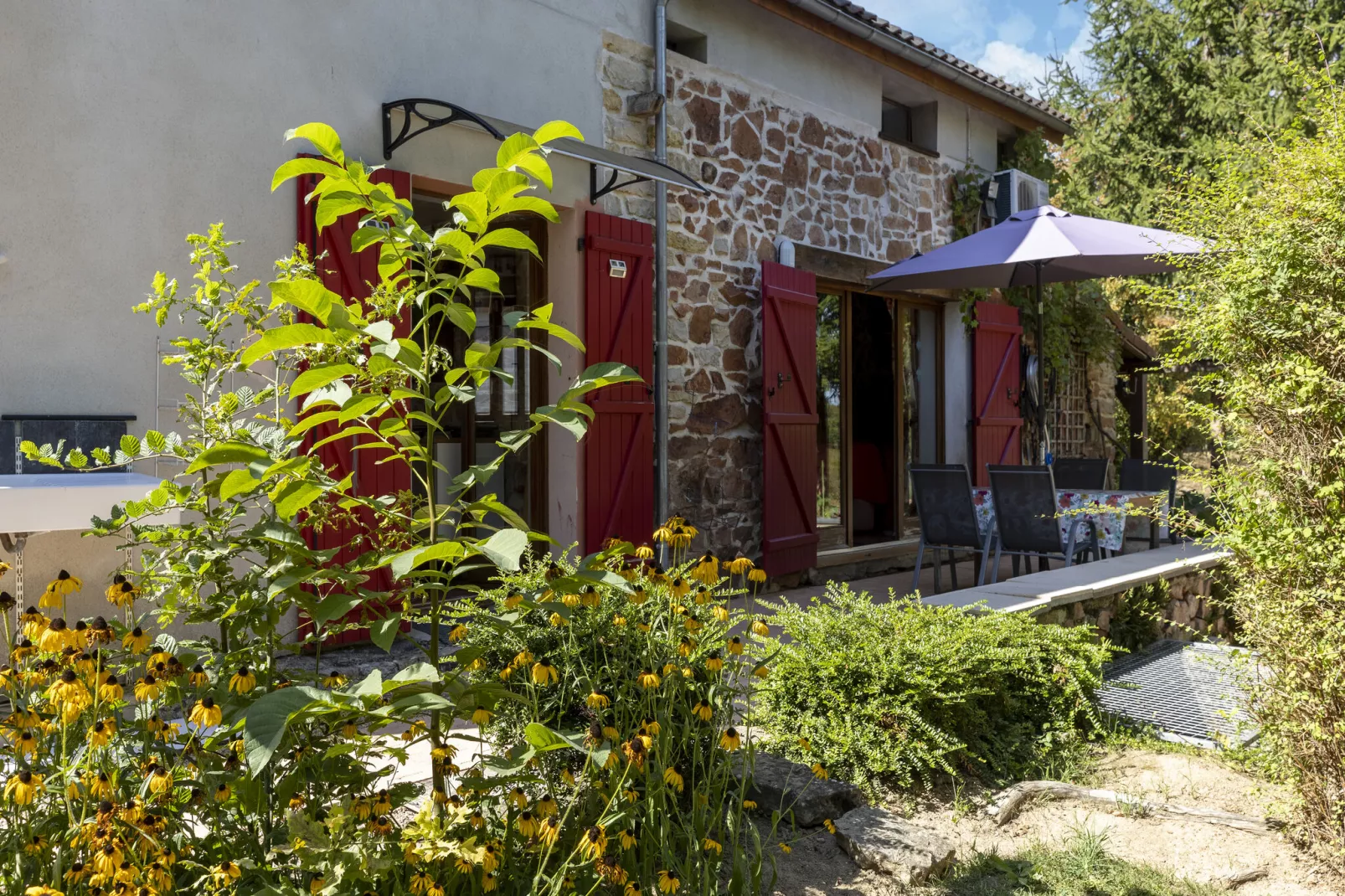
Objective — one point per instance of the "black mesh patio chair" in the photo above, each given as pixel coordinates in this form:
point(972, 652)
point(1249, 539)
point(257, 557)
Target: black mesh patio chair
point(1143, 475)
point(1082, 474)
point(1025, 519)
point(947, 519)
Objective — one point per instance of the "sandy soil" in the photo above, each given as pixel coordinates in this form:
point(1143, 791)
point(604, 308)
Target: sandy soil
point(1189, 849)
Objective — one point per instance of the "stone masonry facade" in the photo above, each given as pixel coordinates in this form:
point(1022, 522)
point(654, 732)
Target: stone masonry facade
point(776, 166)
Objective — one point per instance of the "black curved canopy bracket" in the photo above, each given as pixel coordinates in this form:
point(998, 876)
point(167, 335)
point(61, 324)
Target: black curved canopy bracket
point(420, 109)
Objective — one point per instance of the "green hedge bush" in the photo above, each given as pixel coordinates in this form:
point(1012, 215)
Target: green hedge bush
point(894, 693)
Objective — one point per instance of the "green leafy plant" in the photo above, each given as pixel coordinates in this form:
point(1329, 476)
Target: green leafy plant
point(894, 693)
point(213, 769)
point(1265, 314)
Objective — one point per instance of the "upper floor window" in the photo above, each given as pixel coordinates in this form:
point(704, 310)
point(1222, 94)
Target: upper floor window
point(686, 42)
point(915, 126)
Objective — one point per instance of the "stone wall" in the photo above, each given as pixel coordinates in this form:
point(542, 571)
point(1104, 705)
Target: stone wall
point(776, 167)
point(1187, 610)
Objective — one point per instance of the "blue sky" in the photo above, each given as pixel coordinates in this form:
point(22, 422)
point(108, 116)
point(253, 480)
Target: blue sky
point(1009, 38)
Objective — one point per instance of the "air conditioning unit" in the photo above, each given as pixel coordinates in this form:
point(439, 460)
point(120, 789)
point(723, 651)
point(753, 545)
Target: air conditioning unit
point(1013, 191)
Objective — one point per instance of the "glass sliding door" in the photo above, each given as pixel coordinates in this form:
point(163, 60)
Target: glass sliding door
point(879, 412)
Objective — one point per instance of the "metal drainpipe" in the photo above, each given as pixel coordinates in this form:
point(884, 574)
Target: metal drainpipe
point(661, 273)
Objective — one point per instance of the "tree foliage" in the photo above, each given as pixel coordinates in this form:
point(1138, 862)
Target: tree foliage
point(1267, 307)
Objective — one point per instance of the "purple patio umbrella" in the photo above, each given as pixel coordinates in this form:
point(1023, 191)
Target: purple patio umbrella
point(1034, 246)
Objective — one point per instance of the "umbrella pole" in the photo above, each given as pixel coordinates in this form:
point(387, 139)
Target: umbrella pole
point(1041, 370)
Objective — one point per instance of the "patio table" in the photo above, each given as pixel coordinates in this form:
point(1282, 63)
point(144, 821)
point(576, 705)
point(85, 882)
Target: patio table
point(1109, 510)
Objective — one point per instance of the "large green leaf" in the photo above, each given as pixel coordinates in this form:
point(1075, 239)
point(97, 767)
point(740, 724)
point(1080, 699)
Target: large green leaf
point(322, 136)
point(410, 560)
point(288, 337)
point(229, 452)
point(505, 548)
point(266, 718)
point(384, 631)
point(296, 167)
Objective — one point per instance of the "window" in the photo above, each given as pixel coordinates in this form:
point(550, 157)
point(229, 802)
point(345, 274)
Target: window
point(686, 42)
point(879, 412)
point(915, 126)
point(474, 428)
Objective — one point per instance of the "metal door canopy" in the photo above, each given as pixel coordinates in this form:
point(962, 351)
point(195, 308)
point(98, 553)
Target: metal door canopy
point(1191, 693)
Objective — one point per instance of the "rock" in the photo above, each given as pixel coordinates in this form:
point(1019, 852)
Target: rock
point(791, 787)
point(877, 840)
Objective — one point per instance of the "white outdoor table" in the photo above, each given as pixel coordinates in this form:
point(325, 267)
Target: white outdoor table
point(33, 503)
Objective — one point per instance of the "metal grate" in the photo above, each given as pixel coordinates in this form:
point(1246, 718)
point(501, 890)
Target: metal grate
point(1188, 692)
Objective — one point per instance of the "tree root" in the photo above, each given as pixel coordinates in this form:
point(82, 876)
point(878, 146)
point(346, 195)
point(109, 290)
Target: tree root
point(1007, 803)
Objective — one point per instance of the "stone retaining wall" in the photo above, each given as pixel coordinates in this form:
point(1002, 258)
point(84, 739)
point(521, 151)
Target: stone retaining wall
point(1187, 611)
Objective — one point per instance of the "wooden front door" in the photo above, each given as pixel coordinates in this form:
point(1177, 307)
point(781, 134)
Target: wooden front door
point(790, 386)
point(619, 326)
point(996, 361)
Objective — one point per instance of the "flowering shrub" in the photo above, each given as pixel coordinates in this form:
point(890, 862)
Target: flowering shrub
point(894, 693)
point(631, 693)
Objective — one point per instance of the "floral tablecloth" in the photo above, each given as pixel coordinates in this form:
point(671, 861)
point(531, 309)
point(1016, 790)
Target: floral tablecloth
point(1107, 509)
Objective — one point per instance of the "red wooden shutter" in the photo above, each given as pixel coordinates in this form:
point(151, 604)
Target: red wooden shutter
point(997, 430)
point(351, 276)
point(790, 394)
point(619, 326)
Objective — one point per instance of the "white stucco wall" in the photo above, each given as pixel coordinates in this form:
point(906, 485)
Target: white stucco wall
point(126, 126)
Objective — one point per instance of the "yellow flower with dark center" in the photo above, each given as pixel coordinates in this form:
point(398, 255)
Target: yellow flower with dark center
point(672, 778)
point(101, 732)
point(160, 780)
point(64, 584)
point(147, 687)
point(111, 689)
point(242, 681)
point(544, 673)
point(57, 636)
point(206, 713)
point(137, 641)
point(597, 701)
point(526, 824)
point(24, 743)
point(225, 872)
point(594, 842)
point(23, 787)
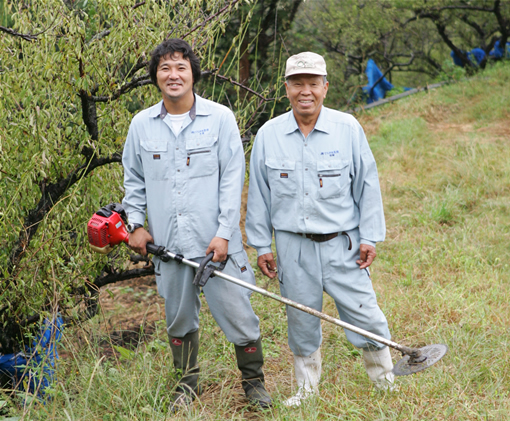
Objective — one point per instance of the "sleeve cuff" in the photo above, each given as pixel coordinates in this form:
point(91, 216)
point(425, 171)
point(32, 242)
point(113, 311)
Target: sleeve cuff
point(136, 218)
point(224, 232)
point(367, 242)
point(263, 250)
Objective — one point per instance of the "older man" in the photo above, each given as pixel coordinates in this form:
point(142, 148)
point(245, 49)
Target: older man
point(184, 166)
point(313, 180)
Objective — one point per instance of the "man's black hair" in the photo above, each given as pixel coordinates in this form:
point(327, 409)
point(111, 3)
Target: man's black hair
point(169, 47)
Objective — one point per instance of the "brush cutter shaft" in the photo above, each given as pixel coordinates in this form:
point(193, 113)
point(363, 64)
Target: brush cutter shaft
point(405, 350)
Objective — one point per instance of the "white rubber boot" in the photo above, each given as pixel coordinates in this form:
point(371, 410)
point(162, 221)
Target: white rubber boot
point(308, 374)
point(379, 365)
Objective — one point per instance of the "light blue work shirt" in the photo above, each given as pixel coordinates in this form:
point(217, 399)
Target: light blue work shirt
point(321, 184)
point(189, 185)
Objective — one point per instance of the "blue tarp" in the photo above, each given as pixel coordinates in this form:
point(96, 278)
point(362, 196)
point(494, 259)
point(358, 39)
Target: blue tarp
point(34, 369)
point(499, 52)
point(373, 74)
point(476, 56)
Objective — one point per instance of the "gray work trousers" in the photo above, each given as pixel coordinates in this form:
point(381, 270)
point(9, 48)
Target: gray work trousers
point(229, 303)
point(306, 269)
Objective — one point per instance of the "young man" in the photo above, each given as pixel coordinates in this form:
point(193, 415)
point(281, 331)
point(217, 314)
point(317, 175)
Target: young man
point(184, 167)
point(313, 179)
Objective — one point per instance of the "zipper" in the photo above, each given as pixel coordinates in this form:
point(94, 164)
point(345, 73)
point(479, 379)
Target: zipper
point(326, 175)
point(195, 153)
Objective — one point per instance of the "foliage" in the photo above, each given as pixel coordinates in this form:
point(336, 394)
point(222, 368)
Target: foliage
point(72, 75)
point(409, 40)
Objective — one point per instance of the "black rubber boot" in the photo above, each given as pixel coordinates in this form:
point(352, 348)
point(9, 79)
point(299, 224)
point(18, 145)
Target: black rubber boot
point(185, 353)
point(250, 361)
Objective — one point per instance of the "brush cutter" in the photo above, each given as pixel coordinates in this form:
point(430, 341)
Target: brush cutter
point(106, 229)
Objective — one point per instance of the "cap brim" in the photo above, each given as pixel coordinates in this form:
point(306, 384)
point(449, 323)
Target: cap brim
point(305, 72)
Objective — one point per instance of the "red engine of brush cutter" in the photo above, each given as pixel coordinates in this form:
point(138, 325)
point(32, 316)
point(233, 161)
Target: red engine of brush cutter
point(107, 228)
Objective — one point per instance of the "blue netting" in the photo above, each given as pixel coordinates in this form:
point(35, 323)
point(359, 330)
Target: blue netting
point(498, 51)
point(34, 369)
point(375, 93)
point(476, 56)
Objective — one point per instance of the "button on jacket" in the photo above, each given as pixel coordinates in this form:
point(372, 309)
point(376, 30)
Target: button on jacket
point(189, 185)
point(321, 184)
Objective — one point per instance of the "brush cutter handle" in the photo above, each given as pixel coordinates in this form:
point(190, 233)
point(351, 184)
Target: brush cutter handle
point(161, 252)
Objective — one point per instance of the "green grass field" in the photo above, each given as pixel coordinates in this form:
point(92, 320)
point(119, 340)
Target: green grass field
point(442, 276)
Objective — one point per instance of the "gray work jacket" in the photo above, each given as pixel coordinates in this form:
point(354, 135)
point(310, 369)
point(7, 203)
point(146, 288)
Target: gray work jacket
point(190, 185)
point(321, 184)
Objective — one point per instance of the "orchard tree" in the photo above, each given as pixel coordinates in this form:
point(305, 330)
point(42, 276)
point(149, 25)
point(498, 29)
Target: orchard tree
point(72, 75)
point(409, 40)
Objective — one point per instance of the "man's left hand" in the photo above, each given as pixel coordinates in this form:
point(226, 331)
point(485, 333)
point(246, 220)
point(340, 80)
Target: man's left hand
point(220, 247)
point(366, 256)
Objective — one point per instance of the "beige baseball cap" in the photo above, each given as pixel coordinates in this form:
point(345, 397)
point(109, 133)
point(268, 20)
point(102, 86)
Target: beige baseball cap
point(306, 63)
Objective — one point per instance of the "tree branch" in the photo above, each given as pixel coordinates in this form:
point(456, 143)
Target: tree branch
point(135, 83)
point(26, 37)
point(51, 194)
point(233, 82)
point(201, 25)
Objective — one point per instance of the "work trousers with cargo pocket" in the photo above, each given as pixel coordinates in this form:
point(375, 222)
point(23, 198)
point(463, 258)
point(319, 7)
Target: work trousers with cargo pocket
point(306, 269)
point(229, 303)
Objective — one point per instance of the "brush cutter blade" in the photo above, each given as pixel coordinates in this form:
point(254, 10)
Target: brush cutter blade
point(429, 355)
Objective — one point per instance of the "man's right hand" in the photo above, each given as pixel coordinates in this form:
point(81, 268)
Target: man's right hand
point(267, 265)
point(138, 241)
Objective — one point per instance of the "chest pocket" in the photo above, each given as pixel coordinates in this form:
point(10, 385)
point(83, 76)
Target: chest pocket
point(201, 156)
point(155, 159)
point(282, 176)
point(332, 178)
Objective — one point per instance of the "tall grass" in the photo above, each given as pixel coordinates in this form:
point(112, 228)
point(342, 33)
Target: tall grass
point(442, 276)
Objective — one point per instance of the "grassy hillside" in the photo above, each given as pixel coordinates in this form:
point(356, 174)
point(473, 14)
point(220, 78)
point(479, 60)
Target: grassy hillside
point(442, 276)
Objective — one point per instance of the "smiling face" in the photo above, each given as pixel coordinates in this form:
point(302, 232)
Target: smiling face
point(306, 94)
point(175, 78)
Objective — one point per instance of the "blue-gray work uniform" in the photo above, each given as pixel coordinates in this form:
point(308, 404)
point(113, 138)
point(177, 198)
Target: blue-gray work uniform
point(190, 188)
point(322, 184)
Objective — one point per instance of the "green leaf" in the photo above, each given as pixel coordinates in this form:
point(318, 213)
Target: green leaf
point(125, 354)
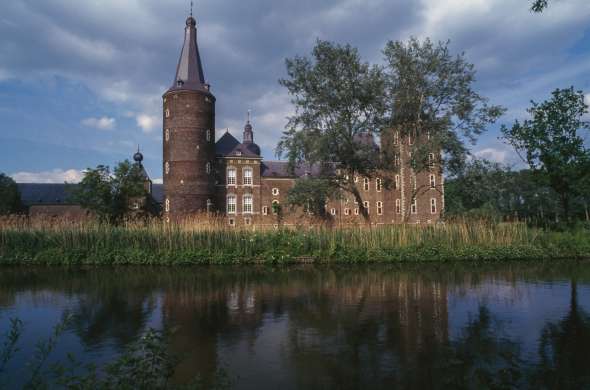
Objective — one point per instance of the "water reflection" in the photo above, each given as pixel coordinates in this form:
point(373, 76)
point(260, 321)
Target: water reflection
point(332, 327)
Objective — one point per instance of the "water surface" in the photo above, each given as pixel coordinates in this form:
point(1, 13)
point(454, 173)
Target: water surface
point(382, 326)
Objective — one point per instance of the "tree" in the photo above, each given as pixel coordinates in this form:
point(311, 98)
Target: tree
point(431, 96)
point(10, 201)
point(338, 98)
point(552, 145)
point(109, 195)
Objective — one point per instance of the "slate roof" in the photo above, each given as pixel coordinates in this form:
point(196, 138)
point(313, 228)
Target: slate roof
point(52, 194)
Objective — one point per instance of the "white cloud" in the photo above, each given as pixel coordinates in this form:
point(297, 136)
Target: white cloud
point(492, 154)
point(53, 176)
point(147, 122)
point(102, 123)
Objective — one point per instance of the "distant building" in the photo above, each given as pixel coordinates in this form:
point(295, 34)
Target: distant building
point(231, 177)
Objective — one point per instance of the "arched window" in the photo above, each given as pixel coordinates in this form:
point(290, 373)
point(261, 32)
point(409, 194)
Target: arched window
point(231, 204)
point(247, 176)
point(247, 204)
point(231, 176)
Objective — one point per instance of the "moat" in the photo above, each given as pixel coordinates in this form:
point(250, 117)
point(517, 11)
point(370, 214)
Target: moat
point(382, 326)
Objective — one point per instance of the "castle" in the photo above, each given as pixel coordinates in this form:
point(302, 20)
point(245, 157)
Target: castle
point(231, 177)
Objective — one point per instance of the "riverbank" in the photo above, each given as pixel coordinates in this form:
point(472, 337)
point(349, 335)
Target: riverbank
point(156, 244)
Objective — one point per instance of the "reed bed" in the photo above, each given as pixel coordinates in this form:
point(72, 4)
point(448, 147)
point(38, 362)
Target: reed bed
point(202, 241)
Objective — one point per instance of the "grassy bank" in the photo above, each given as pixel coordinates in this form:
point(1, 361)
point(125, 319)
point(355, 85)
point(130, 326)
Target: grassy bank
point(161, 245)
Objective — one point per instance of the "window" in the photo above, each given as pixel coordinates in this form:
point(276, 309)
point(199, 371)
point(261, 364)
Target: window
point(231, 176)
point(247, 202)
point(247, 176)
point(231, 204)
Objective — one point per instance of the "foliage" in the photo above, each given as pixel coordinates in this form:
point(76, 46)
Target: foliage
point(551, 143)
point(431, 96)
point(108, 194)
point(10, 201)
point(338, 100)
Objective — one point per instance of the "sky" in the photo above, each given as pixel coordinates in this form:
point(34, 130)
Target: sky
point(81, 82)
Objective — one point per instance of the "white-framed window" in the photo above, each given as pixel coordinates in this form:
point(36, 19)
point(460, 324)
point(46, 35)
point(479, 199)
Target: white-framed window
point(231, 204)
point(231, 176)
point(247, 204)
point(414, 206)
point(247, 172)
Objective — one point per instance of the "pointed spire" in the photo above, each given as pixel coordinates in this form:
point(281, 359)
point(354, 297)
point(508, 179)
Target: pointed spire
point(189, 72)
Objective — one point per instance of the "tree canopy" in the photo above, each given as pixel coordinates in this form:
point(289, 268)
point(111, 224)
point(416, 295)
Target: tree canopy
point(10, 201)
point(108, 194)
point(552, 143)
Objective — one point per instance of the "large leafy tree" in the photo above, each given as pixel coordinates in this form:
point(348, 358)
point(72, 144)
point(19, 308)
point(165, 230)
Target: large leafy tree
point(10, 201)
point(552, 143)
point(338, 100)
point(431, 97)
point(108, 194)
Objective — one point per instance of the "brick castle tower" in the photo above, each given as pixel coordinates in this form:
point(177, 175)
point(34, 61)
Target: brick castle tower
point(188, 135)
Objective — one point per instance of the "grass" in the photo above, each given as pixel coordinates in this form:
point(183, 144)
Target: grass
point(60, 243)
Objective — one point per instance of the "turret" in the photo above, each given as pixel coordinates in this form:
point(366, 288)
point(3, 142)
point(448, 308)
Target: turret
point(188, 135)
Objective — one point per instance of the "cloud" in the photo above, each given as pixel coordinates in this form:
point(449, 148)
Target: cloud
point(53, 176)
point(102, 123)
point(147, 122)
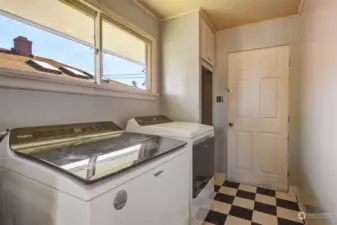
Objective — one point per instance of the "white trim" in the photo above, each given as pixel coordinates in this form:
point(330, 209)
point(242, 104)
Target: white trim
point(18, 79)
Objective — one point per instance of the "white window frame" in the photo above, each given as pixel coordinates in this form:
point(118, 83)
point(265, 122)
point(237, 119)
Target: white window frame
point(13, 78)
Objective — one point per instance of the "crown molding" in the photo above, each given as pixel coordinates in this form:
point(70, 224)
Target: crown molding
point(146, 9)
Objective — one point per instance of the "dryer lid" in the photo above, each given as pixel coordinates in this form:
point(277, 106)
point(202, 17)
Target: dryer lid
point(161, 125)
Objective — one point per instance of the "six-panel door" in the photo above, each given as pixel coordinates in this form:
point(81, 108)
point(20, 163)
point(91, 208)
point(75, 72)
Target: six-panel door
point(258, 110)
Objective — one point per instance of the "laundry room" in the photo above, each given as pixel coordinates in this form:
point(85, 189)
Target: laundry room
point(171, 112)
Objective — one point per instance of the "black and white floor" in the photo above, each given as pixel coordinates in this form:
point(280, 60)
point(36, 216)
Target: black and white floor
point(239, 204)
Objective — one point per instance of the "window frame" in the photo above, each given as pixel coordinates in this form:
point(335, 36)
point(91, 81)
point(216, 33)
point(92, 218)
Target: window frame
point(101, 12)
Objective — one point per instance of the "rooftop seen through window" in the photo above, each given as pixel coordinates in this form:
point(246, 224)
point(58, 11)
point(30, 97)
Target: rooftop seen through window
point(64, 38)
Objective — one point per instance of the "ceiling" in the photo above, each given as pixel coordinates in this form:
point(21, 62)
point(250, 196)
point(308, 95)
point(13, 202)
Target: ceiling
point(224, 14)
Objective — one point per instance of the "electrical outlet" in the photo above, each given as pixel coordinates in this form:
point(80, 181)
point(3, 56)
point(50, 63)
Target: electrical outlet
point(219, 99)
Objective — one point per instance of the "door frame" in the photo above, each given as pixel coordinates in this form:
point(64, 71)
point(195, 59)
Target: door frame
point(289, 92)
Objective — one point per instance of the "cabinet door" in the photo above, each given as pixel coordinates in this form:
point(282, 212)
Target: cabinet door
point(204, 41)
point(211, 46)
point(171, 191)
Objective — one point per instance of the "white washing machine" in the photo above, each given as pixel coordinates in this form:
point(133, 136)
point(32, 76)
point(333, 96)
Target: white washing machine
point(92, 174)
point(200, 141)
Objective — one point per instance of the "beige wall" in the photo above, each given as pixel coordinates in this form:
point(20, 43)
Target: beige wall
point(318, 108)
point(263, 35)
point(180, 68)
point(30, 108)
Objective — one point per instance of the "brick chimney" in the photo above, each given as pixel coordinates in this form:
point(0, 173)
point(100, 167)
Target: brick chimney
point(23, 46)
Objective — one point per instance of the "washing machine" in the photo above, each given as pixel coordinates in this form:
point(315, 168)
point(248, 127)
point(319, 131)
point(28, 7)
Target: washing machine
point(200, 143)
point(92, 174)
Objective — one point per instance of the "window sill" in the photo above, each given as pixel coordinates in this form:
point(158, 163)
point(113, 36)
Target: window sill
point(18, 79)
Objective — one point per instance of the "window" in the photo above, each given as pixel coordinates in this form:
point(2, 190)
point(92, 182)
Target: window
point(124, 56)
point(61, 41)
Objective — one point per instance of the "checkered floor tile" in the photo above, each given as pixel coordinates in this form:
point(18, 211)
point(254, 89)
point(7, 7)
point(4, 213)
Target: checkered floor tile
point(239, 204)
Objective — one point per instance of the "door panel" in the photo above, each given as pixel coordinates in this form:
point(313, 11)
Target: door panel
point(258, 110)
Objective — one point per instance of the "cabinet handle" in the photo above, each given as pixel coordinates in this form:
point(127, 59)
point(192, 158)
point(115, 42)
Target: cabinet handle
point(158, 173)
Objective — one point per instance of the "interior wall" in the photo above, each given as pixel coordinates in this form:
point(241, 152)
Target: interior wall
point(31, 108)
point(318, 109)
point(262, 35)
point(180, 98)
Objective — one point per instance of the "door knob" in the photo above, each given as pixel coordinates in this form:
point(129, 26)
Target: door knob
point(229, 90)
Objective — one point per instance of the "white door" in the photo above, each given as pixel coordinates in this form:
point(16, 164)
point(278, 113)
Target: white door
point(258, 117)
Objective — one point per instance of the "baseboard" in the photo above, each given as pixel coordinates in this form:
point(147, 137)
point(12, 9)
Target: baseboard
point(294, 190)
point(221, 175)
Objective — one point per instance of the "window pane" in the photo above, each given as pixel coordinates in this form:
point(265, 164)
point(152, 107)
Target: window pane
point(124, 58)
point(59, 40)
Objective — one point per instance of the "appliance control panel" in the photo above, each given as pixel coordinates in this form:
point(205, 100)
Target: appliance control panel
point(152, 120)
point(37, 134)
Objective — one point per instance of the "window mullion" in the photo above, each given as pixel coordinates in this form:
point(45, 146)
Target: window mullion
◇ ◇ ◇ ◇ ◇
▶ **BRIEF**:
Count the lines in the rows above that contain the string "leafy", matching case exactly. Give only the number.

▶ **FULL OUTPUT**:
4